Task goal — In the records below, begin at the line containing "Target: silver car" and end at the line containing "Can you find the windshield"; quote every line in that span exactly, including both boundary lines, and no others.

Records to process —
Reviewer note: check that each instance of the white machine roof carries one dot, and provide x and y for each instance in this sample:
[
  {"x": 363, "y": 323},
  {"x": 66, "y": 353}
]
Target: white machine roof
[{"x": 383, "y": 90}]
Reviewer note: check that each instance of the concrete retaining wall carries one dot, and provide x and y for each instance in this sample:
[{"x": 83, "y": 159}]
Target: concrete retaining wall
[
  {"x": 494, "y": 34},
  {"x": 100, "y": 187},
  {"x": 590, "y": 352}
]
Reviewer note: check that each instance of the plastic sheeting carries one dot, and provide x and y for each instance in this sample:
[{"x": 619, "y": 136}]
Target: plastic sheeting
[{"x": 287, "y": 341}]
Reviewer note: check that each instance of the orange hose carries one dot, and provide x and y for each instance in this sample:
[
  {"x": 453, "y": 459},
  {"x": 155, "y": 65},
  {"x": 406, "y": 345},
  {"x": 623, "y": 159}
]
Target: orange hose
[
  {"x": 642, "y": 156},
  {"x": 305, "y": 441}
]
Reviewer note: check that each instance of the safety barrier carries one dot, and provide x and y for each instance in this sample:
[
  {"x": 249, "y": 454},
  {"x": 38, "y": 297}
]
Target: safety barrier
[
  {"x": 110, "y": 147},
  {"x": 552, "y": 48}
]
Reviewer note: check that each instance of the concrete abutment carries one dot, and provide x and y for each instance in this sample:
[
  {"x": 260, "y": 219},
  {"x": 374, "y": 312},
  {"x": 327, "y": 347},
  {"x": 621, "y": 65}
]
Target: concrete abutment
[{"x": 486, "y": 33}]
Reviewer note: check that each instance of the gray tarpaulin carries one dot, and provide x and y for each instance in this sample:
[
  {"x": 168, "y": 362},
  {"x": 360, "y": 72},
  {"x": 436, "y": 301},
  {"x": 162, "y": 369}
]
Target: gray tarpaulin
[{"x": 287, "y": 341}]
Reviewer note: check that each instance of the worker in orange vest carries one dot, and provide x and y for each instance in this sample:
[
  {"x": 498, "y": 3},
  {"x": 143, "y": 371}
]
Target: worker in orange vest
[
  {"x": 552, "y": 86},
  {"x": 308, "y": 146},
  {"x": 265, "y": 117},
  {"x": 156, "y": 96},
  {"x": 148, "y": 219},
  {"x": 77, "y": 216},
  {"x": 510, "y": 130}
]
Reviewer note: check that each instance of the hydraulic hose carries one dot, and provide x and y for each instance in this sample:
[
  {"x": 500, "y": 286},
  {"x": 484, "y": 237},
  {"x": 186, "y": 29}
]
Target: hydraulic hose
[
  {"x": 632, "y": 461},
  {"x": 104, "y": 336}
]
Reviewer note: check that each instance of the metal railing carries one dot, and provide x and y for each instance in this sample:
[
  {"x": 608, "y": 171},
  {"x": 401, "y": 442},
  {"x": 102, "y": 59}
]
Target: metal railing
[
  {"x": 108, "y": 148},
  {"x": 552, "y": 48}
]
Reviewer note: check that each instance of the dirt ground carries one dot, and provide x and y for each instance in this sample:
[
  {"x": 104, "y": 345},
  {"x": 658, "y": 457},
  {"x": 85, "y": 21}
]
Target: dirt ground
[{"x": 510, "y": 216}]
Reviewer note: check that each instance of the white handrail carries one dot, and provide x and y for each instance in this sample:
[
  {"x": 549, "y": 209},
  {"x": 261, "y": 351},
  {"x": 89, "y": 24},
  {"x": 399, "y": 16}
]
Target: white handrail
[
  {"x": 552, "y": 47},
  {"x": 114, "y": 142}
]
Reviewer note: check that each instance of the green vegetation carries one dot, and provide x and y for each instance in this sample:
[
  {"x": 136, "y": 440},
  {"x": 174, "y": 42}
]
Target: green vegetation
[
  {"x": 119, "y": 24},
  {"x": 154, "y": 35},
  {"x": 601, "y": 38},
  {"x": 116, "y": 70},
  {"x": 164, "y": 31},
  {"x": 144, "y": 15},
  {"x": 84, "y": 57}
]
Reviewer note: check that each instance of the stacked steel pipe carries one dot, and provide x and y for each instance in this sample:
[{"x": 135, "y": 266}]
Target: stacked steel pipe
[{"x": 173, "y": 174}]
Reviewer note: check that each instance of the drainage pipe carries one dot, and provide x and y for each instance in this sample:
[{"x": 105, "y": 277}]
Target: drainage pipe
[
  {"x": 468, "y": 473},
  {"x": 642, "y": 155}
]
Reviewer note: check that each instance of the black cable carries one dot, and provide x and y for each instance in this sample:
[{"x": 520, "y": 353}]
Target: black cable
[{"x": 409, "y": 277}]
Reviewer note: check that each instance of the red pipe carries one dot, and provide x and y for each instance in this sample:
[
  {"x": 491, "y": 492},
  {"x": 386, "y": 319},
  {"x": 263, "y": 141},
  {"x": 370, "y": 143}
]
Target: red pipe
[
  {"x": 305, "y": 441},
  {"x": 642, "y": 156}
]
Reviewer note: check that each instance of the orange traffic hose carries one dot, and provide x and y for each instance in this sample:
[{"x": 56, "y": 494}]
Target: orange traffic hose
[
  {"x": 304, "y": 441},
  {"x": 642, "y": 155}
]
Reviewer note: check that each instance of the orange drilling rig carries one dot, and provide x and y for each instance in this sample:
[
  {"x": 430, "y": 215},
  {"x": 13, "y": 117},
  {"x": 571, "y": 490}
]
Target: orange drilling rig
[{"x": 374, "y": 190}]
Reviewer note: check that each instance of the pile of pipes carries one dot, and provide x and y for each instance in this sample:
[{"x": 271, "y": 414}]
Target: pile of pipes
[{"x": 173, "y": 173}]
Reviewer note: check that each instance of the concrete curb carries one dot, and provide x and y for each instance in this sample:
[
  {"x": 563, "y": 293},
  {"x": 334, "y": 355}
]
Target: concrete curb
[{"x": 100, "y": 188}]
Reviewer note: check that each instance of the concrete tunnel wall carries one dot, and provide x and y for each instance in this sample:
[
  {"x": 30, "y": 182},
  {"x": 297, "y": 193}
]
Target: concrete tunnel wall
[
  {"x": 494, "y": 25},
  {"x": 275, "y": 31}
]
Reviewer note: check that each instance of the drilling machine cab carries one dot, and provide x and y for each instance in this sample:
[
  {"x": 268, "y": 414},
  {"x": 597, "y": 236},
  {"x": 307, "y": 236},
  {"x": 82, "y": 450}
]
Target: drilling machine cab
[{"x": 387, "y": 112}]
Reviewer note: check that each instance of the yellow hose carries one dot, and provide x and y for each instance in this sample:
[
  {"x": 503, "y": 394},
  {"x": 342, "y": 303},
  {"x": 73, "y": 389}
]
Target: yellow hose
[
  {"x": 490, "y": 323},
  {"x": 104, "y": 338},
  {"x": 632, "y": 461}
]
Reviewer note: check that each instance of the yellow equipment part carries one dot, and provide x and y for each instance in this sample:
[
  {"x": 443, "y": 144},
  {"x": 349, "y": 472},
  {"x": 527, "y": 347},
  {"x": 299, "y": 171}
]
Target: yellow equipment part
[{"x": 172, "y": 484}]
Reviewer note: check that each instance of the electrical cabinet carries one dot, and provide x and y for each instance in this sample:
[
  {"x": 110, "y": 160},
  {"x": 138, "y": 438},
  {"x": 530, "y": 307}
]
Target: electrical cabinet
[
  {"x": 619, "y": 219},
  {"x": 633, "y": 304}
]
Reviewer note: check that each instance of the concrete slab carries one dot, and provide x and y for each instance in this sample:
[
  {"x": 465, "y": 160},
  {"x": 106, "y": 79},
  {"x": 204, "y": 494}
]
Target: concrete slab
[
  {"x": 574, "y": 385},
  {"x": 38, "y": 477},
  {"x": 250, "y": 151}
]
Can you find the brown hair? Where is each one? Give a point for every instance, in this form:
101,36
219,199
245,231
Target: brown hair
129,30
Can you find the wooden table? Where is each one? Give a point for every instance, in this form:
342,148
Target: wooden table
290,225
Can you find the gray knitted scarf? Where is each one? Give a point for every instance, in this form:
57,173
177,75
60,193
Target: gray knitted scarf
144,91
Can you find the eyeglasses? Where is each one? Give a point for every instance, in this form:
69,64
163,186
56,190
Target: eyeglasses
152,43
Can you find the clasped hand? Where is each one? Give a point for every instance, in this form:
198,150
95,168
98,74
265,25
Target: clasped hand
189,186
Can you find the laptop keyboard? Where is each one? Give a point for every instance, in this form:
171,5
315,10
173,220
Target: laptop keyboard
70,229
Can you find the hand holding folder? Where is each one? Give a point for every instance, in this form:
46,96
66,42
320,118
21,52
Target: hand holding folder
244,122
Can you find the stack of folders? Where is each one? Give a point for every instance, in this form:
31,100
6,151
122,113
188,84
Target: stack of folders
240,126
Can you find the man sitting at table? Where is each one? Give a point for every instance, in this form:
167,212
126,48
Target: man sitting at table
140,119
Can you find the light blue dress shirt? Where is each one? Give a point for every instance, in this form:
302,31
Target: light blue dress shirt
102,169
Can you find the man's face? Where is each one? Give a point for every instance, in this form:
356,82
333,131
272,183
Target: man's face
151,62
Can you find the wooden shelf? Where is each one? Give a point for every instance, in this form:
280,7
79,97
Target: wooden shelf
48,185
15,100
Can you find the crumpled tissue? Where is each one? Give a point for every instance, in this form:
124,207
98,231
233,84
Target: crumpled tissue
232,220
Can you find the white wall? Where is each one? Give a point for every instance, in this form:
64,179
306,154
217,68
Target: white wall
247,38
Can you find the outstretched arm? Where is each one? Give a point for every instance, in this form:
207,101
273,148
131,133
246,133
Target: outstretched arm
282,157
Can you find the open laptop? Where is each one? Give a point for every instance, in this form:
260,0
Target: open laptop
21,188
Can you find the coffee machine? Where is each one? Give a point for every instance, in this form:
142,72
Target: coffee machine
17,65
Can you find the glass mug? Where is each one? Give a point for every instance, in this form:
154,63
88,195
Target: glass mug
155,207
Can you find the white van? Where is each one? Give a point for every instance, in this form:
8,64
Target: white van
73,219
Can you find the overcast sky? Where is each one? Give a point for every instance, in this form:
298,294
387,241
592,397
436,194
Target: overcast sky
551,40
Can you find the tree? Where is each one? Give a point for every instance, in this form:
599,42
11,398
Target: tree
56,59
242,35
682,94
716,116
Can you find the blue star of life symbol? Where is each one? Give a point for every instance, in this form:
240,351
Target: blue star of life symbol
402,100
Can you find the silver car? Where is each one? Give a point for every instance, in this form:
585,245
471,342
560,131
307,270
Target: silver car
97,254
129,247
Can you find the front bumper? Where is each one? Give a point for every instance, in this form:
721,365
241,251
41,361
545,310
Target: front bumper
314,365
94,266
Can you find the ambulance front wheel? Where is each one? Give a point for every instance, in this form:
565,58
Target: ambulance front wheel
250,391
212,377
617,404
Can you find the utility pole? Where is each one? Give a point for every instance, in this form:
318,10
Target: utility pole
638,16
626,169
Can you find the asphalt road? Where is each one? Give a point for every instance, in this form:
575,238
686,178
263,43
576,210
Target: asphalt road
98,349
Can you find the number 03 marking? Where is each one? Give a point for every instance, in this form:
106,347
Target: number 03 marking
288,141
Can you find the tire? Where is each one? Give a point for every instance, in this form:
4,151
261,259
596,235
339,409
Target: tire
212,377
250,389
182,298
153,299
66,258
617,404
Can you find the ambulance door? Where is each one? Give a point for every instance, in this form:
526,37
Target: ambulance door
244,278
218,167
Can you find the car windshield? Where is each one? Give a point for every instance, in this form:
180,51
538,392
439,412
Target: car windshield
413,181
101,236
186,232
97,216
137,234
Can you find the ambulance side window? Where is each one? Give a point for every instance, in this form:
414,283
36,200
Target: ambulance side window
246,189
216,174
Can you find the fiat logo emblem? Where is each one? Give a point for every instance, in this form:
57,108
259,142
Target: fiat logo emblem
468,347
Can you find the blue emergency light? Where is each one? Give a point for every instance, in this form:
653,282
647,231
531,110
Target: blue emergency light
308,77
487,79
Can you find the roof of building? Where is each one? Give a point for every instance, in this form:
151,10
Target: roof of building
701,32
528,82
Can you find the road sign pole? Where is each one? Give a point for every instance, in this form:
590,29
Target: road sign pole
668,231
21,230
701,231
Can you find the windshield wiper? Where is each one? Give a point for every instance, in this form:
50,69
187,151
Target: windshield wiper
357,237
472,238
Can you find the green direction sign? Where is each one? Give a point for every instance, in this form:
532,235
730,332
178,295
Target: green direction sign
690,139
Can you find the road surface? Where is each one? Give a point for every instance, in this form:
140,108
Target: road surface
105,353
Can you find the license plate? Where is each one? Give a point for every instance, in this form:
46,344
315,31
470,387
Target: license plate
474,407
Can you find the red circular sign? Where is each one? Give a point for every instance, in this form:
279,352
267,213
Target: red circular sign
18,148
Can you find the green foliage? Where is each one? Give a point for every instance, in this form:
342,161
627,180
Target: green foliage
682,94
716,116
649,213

Solution to this task —
Target: silver car
97,254
129,247
Can you find the front bumper? Where is each one? Give a point for every instance, in this form:
721,365
241,251
41,361
545,310
Target: front bumper
314,365
94,266
Can you find the ambulance front wheel? Where is each one? Give a point for every instance, in this form:
565,58
Target: ambulance front wheel
250,391
212,377
617,404
Can you find the utility pole? Where is each one? Give a point for every instance, in this form:
318,10
Target: utility pole
638,16
626,169
Can you find the asphalt road? Where is each one? Give a point for every instance, in this form:
575,238
686,178
263,43
576,210
Target: asphalt road
98,349
Can you find the number 03 marking? Where is each one? Give a point for every instance, in this form:
106,347
Target: number 03 marking
288,141
Can you find the tire? Where is each one? Give a point for every instance, in this form:
4,151
261,259
596,235
339,409
Target: tire
212,377
250,389
182,298
153,299
66,258
617,404
Can you find the ambulance door? Where is each one? Give a point for every instance, in this form:
526,37
Target: ambulance door
244,278
218,167
Can you find the car windshield? Where is each one? Give a point for every instance, in this form:
180,51
538,392
439,412
Target: car windshield
413,181
101,236
186,232
97,216
137,234
Can you find the ambulance side window? Where is each one? Give a point for every instance, in this form:
414,283
36,200
Target: ambulance side window
246,189
216,174
Can you find the fiat logo emblem? Where is each one? Give a point for every instance, in this form:
57,108
259,142
Target: fiat logo emblem
468,347
Can you find the blue emergency light? Where is each one? Give a point for every instance, in this form:
653,282
647,231
531,110
Target: blue emergency light
308,77
487,79
Can you find the roof of building? Where is each one? Give a point for every instance, in this form:
151,10
Target: roof of building
701,32
528,82
Can you find the road sign pole? Where is each one? Give a point for every instance, in this form:
590,29
Target: road sign pole
668,231
21,230
701,231
Can you find the windshield wiper? Where is each one? Give a point for every instance, in this form:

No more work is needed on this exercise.